Reproduce only the lines that run from the line containing "Q: Locate the window" to the end of the entries below, exactly as they stand.

Point-per-instance localization data
━━━━━━━━━━

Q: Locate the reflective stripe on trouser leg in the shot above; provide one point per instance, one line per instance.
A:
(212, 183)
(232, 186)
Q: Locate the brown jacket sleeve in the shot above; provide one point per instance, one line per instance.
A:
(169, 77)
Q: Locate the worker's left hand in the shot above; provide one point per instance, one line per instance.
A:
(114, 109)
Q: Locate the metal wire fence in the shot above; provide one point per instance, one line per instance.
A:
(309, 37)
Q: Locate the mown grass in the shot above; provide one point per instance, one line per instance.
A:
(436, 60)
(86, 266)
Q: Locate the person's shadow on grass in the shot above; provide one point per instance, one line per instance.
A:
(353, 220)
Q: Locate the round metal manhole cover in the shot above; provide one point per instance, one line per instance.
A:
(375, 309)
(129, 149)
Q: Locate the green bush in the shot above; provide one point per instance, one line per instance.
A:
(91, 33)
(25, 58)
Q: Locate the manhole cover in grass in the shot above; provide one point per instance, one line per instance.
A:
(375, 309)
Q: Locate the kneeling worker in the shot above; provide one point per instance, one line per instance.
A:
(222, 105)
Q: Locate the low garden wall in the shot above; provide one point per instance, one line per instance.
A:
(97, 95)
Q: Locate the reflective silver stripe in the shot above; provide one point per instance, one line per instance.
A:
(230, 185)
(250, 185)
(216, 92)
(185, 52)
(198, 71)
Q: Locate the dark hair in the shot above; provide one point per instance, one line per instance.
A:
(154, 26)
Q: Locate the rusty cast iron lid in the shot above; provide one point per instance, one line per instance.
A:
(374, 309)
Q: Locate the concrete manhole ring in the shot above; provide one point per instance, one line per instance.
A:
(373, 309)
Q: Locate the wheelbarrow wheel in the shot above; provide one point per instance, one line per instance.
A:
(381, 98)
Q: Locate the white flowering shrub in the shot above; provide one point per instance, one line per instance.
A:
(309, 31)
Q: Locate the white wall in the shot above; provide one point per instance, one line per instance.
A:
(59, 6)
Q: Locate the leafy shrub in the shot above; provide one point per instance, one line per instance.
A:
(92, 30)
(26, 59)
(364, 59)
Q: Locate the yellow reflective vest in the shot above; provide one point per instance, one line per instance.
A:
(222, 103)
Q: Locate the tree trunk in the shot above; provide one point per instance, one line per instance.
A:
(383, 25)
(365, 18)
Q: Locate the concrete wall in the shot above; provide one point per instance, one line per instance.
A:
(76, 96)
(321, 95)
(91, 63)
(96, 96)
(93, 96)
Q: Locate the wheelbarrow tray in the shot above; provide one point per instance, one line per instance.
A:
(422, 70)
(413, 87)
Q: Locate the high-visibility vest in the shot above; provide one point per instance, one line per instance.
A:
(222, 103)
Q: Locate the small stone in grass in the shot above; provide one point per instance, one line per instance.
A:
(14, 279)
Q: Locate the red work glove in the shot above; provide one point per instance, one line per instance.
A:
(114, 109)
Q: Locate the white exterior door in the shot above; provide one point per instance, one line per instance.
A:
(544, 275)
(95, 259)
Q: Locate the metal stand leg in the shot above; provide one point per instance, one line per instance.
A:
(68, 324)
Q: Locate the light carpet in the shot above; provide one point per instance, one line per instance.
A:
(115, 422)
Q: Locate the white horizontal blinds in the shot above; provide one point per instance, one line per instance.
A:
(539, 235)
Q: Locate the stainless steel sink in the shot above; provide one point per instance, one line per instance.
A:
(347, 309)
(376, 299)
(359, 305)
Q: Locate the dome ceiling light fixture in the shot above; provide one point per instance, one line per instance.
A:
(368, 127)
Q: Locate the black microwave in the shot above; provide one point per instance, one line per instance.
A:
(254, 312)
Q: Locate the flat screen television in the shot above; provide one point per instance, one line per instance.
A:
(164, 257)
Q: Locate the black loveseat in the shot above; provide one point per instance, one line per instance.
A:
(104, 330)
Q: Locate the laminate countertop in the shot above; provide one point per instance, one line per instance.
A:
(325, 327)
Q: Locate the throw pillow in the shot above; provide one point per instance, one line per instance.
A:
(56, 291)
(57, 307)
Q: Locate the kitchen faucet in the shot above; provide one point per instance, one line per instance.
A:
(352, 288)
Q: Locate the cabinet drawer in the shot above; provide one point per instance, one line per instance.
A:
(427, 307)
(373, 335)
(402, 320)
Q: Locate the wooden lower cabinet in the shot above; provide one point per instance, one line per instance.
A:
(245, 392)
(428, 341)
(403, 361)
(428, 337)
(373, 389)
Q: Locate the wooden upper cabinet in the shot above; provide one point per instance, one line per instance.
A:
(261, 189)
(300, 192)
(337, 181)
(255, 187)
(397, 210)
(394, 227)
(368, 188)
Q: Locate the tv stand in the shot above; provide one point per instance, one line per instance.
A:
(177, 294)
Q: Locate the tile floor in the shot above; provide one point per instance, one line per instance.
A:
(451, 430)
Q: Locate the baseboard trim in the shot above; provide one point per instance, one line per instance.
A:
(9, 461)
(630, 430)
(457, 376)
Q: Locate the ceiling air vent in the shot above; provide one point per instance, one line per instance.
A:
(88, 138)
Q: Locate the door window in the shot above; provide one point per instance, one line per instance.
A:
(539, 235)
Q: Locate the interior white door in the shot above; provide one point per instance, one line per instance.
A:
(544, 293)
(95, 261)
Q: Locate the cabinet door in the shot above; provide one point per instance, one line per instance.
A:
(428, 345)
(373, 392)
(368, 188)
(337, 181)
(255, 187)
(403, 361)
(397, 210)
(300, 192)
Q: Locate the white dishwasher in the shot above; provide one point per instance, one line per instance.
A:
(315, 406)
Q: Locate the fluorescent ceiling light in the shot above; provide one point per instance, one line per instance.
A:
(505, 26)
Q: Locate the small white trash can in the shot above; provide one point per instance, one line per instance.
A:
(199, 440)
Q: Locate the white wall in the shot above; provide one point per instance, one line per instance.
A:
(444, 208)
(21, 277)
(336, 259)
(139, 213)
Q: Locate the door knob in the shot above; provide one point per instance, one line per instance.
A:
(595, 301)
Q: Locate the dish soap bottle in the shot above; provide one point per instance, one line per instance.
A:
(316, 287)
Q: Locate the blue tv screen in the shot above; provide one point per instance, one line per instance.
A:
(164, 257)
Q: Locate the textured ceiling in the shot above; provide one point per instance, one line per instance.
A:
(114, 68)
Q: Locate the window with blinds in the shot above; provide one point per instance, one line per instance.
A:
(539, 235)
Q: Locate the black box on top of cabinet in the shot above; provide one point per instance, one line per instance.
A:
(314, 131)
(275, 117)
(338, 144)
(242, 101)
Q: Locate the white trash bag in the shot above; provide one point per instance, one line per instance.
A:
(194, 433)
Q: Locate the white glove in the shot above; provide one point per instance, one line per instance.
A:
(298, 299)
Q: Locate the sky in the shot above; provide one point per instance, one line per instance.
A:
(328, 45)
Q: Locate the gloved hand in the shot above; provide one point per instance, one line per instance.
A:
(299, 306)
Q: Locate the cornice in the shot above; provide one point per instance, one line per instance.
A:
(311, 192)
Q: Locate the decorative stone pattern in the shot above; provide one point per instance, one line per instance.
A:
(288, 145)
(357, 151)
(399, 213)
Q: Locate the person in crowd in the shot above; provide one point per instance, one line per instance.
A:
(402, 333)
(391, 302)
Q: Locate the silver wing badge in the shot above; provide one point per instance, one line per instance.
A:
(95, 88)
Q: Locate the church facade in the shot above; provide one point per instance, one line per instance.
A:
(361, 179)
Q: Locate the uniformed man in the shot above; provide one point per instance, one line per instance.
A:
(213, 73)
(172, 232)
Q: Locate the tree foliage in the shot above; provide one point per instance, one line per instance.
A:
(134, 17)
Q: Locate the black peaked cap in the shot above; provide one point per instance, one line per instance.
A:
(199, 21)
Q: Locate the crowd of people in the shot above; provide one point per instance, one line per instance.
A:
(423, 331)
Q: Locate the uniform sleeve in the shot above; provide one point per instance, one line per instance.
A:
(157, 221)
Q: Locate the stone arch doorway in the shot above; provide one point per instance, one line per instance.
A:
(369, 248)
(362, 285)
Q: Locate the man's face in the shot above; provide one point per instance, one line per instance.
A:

━━━━━━━━━━

| Solution for this problem |
Q: Locate the window with blinds in the shot above; provide one point per instance, one line per instance.
A:
(539, 235)
Q: Locate the black box on top of cabinet in the shot above; provide one point per instance, one line per instance.
A:
(314, 131)
(275, 117)
(338, 144)
(242, 101)
Q: Locate the white trash bag in the shot above; provide one point per instance, one line per instance.
A:
(194, 433)
Q: Locate the white glove in the shot above; provide one point per instance, one line per instance.
A:
(298, 299)
Q: Locate the sky in the shot above; provide one point per instance, one line per instance.
A:
(328, 45)
Q: Locate the gloved hand in the shot above; provide one point per instance, one line per instance.
A:
(299, 306)
Q: Locate the cornice in the shot above; provide one point per instance, one line per instance.
A:
(311, 192)
Q: Locate the decorative stone pattern in the shot above; provide one point per instance, one line per instance.
A:
(288, 145)
(357, 151)
(399, 213)
Q: Locate the person in crowd in the shot above; provide one point per instance, one line per instance.
A:
(402, 333)
(391, 302)
Q: Locate the silver wing badge in the shot above; provide one point per instance, one line per instance.
A:
(95, 88)
Q: Locate the church facade in the shot above; provide one point per instance, one line per instance.
A:
(361, 179)
Q: Locate the uniformed man in the shot above; provide one point per instance, one line per instance.
A:
(213, 73)
(172, 232)
Q: Locate the tree foliage in the shot above; provide one point per instance, one line per instance.
A:
(134, 17)
Q: Locate the black peaked cap in the shot above; provide one point per instance, one line per instance.
A:
(199, 21)
Q: Locate the crowd of people in the shot above; provide one point per instance, one line per instance.
A:
(423, 331)
Q: Locate the uniform sleeve in the shot above; provide one point per instance, one line per instance.
A:
(157, 221)
Q: Locate the stone arch doorway in the shot above; provide one point per instance, one line per instance.
A:
(369, 248)
(362, 285)
Q: Locate the man's face in the shot above; provide one point per instance, one line per instance.
A:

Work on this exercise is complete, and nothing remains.